Return every line of the items below without any changes, leaving out the pictures.

— Begin Given data —

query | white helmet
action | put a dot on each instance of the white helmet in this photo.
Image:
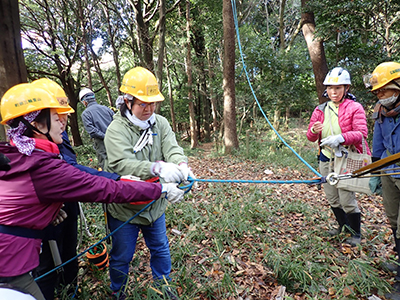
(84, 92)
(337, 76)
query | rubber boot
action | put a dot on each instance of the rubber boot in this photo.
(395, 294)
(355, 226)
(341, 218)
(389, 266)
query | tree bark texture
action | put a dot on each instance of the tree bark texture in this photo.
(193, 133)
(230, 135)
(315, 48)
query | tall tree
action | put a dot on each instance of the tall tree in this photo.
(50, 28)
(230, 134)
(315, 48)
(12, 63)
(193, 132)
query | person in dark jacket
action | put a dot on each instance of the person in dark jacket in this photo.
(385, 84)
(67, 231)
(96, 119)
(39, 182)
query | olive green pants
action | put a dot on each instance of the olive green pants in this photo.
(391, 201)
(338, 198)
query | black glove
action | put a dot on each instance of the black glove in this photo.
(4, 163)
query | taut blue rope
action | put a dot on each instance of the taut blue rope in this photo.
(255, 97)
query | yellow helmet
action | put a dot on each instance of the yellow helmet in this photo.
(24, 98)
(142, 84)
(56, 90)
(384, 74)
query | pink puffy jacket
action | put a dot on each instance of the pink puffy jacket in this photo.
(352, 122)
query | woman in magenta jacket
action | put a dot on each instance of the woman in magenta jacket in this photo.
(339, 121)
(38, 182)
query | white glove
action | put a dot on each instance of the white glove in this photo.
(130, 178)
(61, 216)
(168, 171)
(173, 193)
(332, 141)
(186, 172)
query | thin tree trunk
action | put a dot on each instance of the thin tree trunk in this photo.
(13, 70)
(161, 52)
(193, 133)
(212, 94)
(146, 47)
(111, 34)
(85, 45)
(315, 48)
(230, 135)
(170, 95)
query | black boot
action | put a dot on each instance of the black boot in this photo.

— End Given data —

- Response for this exercise:
query | white helmet
action | put a dot on each instance of the white helmet in this photo.
Image:
(84, 92)
(337, 76)
query | rubber boot
action | put a dot on each instance of the rubber boot in this photo.
(395, 294)
(355, 226)
(341, 218)
(389, 266)
query | tree bark texture
action | put a dot on each instance of the tree bark texture in this photo.
(193, 133)
(230, 135)
(315, 48)
query | tall tree
action | put a dot on each instance of the tall tree in this photo.
(50, 28)
(230, 134)
(315, 48)
(12, 63)
(193, 132)
query | person in dark jacket
action | put a dot on each instance of the person in dark jacket in this photo.
(385, 84)
(67, 231)
(96, 119)
(39, 182)
query | olive green pants
action | put a dot on each instance of the olive green pants in this photo.
(391, 201)
(338, 198)
query | black glove
action | put a dot on each instance of the black glove in this photo.
(4, 163)
query | taut blue rope
action | put a dot on each instance of the taut blue rope in this photo.
(255, 97)
query | yellow helmet
action | put a dot on each instance of the yellow helmet in this photo.
(24, 98)
(142, 84)
(56, 90)
(384, 74)
query | pink puffy jacket
action | put a dot on each instance of the pink puffy jacket in this photo.
(352, 122)
query | woman in magenta jacket
action | put a dot on each instance of the woman in magenta jacket in this photo.
(339, 121)
(38, 182)
query | white glove
action | put a dot on each instance of the white glove in this photo.
(130, 178)
(61, 216)
(168, 171)
(173, 193)
(332, 141)
(186, 172)
query | thin tree trunk
action | put a dot on each instance of the thin tree trunk in this photo.
(13, 70)
(161, 52)
(193, 133)
(212, 94)
(146, 47)
(111, 34)
(85, 45)
(315, 48)
(230, 135)
(170, 95)
query | black boot
action | put a dot on each instance of the black boot in this photo.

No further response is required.